- _Verilen metin_:
= = = = =
Habertürk
    Takipde Kalın!
      Günlük gelişmeleri takip edebilmek için habertürk uygulamasını indirin
        Haberler Gündem Güvenlik TSK Afrin'e düzenleyeceği olası operasyon için kente giriş yapacağı 7 nokta belirlendi

        Ankara ile Moskova arasındaki Afrin diplomasisi sürerken, Rusya’nın Türkiye sınır hattına yakın 3 bölgedeki 61 askerini kentin güneyindeki Minnig Askeri Üssü’ne çektiği öğrenildi. Ancak kritik 6 bölgede toplam 102 Rus askerinin hâlâ yerlerini koruduğu belirtildi. Fırat Kalkanı operasyonu ile güvenli hale getirilen Cerablus ve Azez hattında ise dün gün boyu hareketli saatler yaşandı. 4 ayrı gruptan oluşan Özgür Suriye Ordusu (ÖSO) birlikleri bölgeye sevk edilirken, Afrin’in doğu kanadında Türk askerinin ÖSO ile birlikte kente giriş yapacağı 7 nokta belirlendi. Türkiye-Afrin sınır hattında da 12 noktada operasyon için sınır duvarlarının kaldırıldığı kaydedildi.
= = = = =
- _Sağlanan veriler_:
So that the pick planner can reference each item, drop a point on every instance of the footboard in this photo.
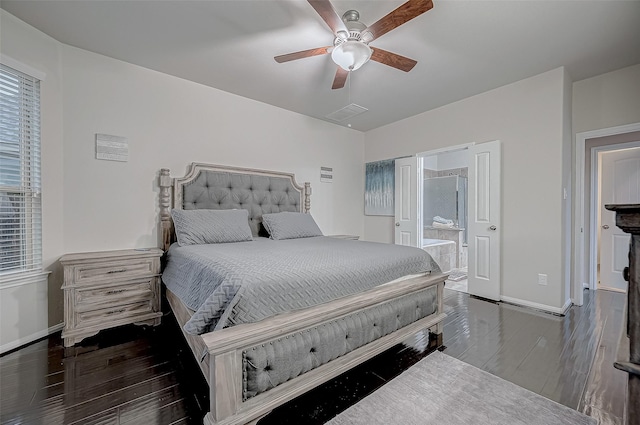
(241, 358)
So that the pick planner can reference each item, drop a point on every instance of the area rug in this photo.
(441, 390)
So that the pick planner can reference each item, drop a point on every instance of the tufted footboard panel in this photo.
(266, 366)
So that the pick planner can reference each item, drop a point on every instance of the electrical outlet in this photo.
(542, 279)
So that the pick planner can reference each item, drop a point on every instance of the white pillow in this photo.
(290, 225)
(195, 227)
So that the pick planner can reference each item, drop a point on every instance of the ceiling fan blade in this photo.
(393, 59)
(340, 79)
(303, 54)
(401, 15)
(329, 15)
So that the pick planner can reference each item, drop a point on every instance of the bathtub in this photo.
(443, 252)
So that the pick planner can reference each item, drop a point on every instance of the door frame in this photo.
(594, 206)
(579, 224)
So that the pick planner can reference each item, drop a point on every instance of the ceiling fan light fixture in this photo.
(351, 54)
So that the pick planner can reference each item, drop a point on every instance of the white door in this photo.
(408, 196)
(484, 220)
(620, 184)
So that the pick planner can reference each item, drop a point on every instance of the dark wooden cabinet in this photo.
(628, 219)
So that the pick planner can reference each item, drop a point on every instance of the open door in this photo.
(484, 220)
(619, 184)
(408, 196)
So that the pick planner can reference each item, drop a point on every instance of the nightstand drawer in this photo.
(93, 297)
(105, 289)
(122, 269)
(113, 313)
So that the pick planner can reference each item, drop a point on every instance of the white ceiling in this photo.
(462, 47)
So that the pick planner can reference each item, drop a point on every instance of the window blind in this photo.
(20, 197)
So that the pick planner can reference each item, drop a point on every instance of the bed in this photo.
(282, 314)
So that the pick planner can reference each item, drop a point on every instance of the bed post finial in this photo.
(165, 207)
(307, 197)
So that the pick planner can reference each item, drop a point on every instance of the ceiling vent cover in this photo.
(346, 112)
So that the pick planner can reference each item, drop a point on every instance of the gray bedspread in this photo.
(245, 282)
= = = = =
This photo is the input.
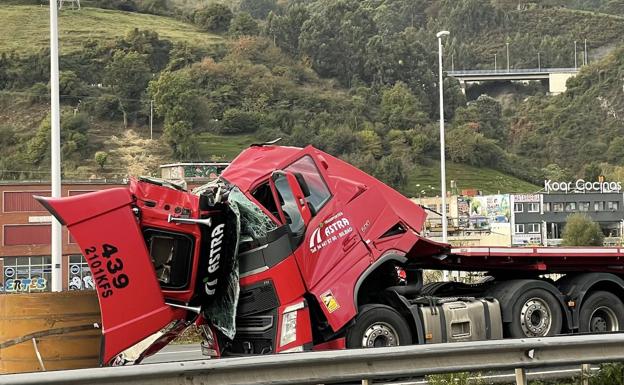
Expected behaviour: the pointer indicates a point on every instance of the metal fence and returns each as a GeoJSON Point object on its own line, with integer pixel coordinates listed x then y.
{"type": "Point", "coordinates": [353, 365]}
= = = = =
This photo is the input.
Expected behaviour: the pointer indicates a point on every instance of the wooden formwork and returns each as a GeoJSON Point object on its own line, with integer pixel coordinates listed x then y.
= = = = =
- _Yapılacak görevler_:
1) Afrin haberine göre aşağıdaki soruları yanıtlayın:
(a) Rusya, Türkiye sınır hattına yakın 3 bölgeden kaç askerini Minnig Askeri Üssü'ne çekti?
(b) Kritik 6 bölgede yerini koruyan Rus askerlerinin toplam sayısı kaçtır?
(c) Türkiye-Afrin sınır hattında kaç noktada sınır duvarları kaldırıldı?
2) Afrin haberini son cümlesinden sonrasını yazarak sürdürün.

- _Görev yanıtları_:
1)
(a) 61
(b) 102
(c) 12

2)
        Afrin/Azez-Cerablus hattında da hazırlıkların sonuna yaklaşıldı. Türk Silahlı Kuvvetleri’ne (TSK) bağlı askeri birlikler, topçu bataryaları ile 191 kilometre sınır hattı boyunca 7 kritik noktada konuşlanmış durumda. Diğer taraftan 4 farklı gruptan oluşan ÖSO birlikleri de TSK’nın operasyonuna destek için bölgeye nakledildi. Aynı saatlerde 2 kez taciz atışı yapıldığı belirtilirken, TSK’ya bağlı topçu bataryalarından terör örgütü YPG mevzilerine verilen cevap üzerine YPG’ye bağlı grupların Afrin hattında 6 kilometre geri çekildiği öğrenildi.

        Azez hattına oranla daha zorlu bir alan olarak görülen İdlib hattında TSK’nın kurduğu 4’üncü kontrol noktasında da hazırlıkların tamamlandığı ifade edilirken, İdlib hattındaki iki farklı muhalif grup ile görüşmelerin devam ettiği, grupların Afrin operasyonuna destek için hazır oldukları ancak koordinasyon için belli şartların yerine getirilmesi ile sürece dahil edilecekleri kaydedildi. Askeri kaynaklar, İdlib hattındaki askeri birliklerin operasyon sürecinin ilk iki aşamasında sadece topçu birlikleri ve saha güvenliği konsepti ile destek verecekleri bilgisini paylaştı.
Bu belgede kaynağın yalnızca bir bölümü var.